## Instruction
Copy out every line of the entries below verbatim, omitting the pictures.

-----

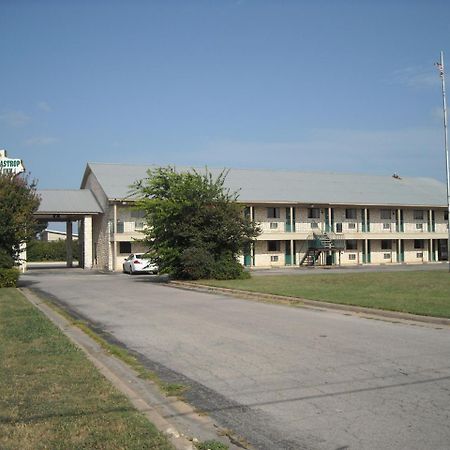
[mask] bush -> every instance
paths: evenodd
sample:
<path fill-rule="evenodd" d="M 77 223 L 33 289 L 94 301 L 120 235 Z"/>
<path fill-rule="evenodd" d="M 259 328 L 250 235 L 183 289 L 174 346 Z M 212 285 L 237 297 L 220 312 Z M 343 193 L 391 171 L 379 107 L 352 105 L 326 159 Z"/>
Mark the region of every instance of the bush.
<path fill-rule="evenodd" d="M 212 278 L 216 280 L 236 280 L 250 278 L 250 274 L 244 271 L 244 267 L 231 254 L 220 255 L 212 271 Z"/>
<path fill-rule="evenodd" d="M 20 272 L 18 269 L 1 269 L 0 268 L 0 288 L 16 287 L 19 280 Z"/>
<path fill-rule="evenodd" d="M 215 261 L 211 253 L 202 247 L 190 247 L 181 255 L 181 273 L 177 278 L 198 280 L 199 278 L 211 278 L 215 267 Z"/>
<path fill-rule="evenodd" d="M 14 266 L 14 258 L 8 252 L 0 248 L 0 269 L 11 269 Z"/>
<path fill-rule="evenodd" d="M 198 280 L 215 278 L 216 280 L 235 280 L 250 278 L 250 274 L 233 257 L 223 253 L 216 258 L 203 247 L 190 247 L 181 255 L 181 272 L 176 278 Z"/>
<path fill-rule="evenodd" d="M 72 241 L 73 259 L 78 260 L 78 240 Z M 32 241 L 27 247 L 27 261 L 65 261 L 66 241 Z"/>

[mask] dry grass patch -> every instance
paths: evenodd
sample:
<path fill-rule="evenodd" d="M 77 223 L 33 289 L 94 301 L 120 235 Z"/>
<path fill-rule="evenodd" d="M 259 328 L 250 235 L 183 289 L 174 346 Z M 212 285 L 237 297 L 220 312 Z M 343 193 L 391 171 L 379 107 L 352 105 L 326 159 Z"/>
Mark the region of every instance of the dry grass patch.
<path fill-rule="evenodd" d="M 171 449 L 16 289 L 0 289 L 0 448 Z"/>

-----

## Response to the task
[mask] bush -> every instance
paths: evenodd
sample:
<path fill-rule="evenodd" d="M 77 223 L 33 289 L 94 301 L 120 235 Z"/>
<path fill-rule="evenodd" d="M 259 328 L 250 235 L 183 289 L 174 346 Z M 212 285 L 237 297 L 220 312 Z M 343 193 L 391 171 L 379 107 L 352 105 L 326 159 Z"/>
Mark the region of every instance of the bush.
<path fill-rule="evenodd" d="M 212 278 L 216 280 L 236 280 L 250 278 L 250 274 L 244 271 L 244 267 L 231 254 L 220 255 L 212 271 Z"/>
<path fill-rule="evenodd" d="M 20 272 L 18 269 L 1 269 L 0 268 L 0 288 L 16 287 L 19 280 Z"/>
<path fill-rule="evenodd" d="M 215 261 L 211 253 L 202 247 L 190 247 L 181 255 L 181 273 L 177 278 L 198 280 L 199 278 L 211 278 L 215 267 Z"/>
<path fill-rule="evenodd" d="M 14 266 L 14 258 L 8 252 L 0 248 L 0 269 L 11 269 Z"/>
<path fill-rule="evenodd" d="M 198 280 L 215 278 L 216 280 L 235 280 L 250 278 L 250 274 L 233 257 L 223 253 L 216 258 L 203 247 L 190 247 L 181 255 L 181 272 L 176 278 Z"/>
<path fill-rule="evenodd" d="M 72 241 L 73 259 L 78 260 L 78 240 Z M 32 241 L 27 247 L 27 261 L 65 261 L 66 241 Z"/>

[mask] dry grass patch -> every instance
paths: evenodd
sample:
<path fill-rule="evenodd" d="M 77 223 L 33 289 L 94 301 L 120 235 Z"/>
<path fill-rule="evenodd" d="M 259 328 L 250 235 L 183 289 L 174 346 Z M 212 285 L 237 297 L 220 312 Z M 343 193 L 391 171 L 379 107 L 352 105 L 326 159 Z"/>
Mark the region of every instance of the dry grass patch.
<path fill-rule="evenodd" d="M 171 449 L 16 289 L 0 289 L 0 448 Z"/>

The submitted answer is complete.